§ **Short exercise**:
Restate every entry word for word.

#### The records ####

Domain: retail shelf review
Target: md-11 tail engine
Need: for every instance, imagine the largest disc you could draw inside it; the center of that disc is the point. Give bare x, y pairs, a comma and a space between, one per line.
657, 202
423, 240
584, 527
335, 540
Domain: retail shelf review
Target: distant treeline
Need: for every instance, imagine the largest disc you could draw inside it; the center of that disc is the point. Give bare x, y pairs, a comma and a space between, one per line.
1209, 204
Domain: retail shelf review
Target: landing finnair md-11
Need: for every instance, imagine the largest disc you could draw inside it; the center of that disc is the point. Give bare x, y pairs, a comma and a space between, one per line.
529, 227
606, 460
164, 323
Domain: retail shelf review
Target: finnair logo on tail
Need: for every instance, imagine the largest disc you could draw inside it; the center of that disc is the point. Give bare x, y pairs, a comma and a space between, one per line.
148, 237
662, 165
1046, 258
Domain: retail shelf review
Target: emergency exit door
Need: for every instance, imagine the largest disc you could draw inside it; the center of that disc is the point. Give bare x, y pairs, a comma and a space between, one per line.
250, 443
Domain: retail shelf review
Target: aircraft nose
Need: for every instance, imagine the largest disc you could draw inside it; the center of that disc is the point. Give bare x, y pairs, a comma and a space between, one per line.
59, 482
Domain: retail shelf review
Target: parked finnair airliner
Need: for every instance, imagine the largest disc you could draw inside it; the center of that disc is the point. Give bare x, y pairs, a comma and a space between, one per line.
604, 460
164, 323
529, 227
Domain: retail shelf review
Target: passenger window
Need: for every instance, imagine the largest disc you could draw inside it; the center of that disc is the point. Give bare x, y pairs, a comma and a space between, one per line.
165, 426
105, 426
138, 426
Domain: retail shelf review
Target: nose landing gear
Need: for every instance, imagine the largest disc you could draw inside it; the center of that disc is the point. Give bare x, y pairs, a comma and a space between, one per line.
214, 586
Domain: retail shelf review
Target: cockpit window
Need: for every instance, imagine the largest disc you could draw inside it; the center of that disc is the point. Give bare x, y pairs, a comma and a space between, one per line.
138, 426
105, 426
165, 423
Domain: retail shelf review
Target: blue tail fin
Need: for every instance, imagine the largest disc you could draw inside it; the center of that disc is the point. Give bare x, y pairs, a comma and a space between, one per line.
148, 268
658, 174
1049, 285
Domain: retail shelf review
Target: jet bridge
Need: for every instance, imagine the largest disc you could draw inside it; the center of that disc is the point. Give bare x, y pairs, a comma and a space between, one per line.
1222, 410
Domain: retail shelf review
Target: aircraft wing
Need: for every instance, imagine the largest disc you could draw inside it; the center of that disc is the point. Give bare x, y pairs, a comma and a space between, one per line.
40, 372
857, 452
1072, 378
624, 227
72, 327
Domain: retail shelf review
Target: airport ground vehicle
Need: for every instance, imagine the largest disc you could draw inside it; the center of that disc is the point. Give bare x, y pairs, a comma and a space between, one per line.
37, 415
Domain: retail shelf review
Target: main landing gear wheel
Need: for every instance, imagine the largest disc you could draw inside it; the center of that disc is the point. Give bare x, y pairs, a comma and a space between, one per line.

####

§ **Answer below**:
Domain: retail shelf review
Target: md-11 tail engine
Need: for every instance, imagine the largest disc you could draw inside it; the center of that disc is the point. Give bare x, y pairs, a comma and a space between, one per line.
657, 202
423, 240
584, 527
335, 540
Domain: retail shelf review
Target: distant treeline
Need: for every instance, imagine the largest disc you could draw inside it; the center of that disc is the point. Give bare x, y pairs, a comma and a space between, one per line.
1209, 204
Domain: retail shelf review
Target: landing finnair md-11
Need: for every instance, imagine the largest disc you could draw inside it; the center of that disc is the point. Give bare x, y pairs, a comma and a space between, one per line.
529, 227
606, 460
164, 323
Domain: retail shelf review
Target: finnair logo on tail
Need: for every instance, imagine the largest disc you could draw inside it; the center of that disc is the point. Give bare x, y pairs, a comma and a space between, one per line.
148, 237
662, 165
1046, 258
Domain: retail shelf review
Target: emergency exit door
Need: for every instance, imagine the largest disc you could draw inside it; the center of that disc is the point. Give bare x, y pairs, a comma and a space between, one per line.
250, 443
Domain: retail shelf review
Target: aircraft nose
Need: for every instance, imagine the largest disc you could draw inside it; the center of that disc is the point. Give bare x, y pairs, a comma and a space between, one per line.
59, 482
Domain: retail shelf review
Target: parked finnair airliner
Need: for every instance, imagine the largest disc you could draw inside it; the center of that disc is the point. Give bare x, y pairs, a comma and a space between, one per line.
604, 460
164, 323
529, 227
Domain: retail shelf review
Target: passenger window
Need: for every instance, imagine the largest disc you could draw inside it; the center of that disc is the point. Give bare x, y pairs, a comma and a space between, one per line.
165, 426
105, 426
138, 426
Domain: retail shelf review
Target: nose landing gear
Need: for every instance, imagine the largest disc you could draw inside it; the center of that disc is the point. Give bare x, y pairs, a comma and a space between, one per line.
214, 586
Domain: retail shelf review
Target: cockpit window
Need: for every instance, imagine the largest disc you could draw inside it; the center of that disc is the point. Give bare x, y pairs, a comma and a space between, one per line.
138, 426
105, 426
165, 423
Domain: retail shelf review
Target: blue tail fin
Need: for every instance, imagine the largest disc you could draw inside it; the center of that disc is the point. Give bare x, y pairs, a comma and a space between, one per line.
148, 268
658, 174
1049, 285
Domain: retail shelf review
Target: jet bridge
Need: for every instance, imagine the largest disc you could draw inside it; the center of that disc is the point. Give bare x, y pairs, a comma and a space between, one per line.
1222, 410
Domain: retail shelf review
Target: aircraft wing
Need: for every instance, imagine the largest disc you could draw inside it; the center of that disc is the point. Give bare x, y pairs, a comma and a space between, one per line.
40, 372
857, 452
1072, 378
624, 227
72, 327
Domain: retail shelf review
Target: airport ground vehicle
Need: for every instance, imagine the largest disc you could draw inside it; the center of that disc is the point. Give bare x, y pairs, a comma and a space between, one per line.
37, 415
Domain: retail shelf review
Target: main landing gear wheel
Need: for every instance, imagine the largest disc you could draw inside it; the center of that disc is the point. Give bare x, y pairs, a comma and a space between, one per line.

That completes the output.